→ **Tasks to perform**:
#1 Answer these from the passage on robot printing, one line each:
(a) Which two parts are left out of FIG. 6?
(b) Where is the tool center point TCP set?
(c) What does the trajectory TR_2 trace?
#2 According to the robot printing passage, why can the trajectories TR_1 and TR_2 each be called a trajectory of the nozzle surface FN?
#3 Carry on the passage about robot printing from the point where it stops.

Therefore, when the printing is performed on the first band region RP1, the vibration caused by the operation of the joint 230 of the robot 2 is likely to affect the print image quality, as compared with the mode in which the center line of the first band region RP1 coincides with the virtual straight line passing through the rotation axis O1 when viewed in the direction along the Z-axis.
Therefore, in the first printing operation, as will be described in detail below, a movement path of the head 3 a is set such that the amount of rotation of each joint 230 of the robot 2 is reduced when performing the printing on one end or both ends of the first band region RP1 in one or both of the X1 direction and the X2 direction.
FIG. 6 is a perspective view describing trajectories TR_1 and TR_2 of the head 3 a when a printing operation according to a reference example is executed. In FIG. 6 , the arm portion 220 of the robot 2 and the head unit 3 are not illustrated. The trajectory TR_1 is a trajectory of the nozzle array NL of the head 3 a at a time of printing on the first band region RP1_1, and is visually recognizable by shaded in FIG. 6 . The trajectory TR_2 is a trajectory of the nozzle array NL of the head 3 a at a time of printing on the first band region RP1_2, and is visually recognizable by shaded in FIG. 6 . Here, a distance between the trajectories TR_1 and the TR_2, and the workpiece W is constant. In the present embodiment, since the tool center point TCP is set on the nozzle surface FN, it can be said that each of the trajectories TR_1 and the TR_2 is a trajectory of the nozzle surface FN.

→ **Raw data**:

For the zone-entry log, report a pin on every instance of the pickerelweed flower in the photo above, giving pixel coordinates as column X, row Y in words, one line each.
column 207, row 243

→ **Answers**:
#1
(a) The arm portion 220 of the robot 2 and the head unit 3.
(b) On the nozzle surface FN.
(c) The path of the nozzle array NL of the head 3 a while it prints on the first band region RP1_2.

#2 The tool center point TCP is set on the nozzle surface FN in this embodiment. So the trajectories TR_1 and TR_2 can each be called a trajectory of the nozzle surface FN.

#3
FIG. 7 is a diagram describing the movement path RU of the head 3 a when a printing operation according to the reference example is executed, and is a side view when the workpiece W is viewed in the Y1 direction. The movement path RU is the center line of the trajectory TR_1 or the trajectory TR_2 illustrated in FIG. 6 described above, and is defined by a teaching point indicated by the path information Da, as will be described in detail below. In FIG. 7 , for convenience, a world coordinate system is set in a virtual space for defining the movement path RU of the head 3 a.
As illustrated in FIG. 7 , a distance between the movement path RU and the surface WF of the workpiece W is constant. Here, when the head 3 a is moved along such a movement path RU when the printing operation is executed, both an ejection distance PG from the head 3 a to the surface WF and a landing angle θ of inks are constant. In the example illustrated in FIG. 7 , the ejection distance PG is constant at the ejection distance PG_c and the landing angle θ is constant at the landing angle θ_c.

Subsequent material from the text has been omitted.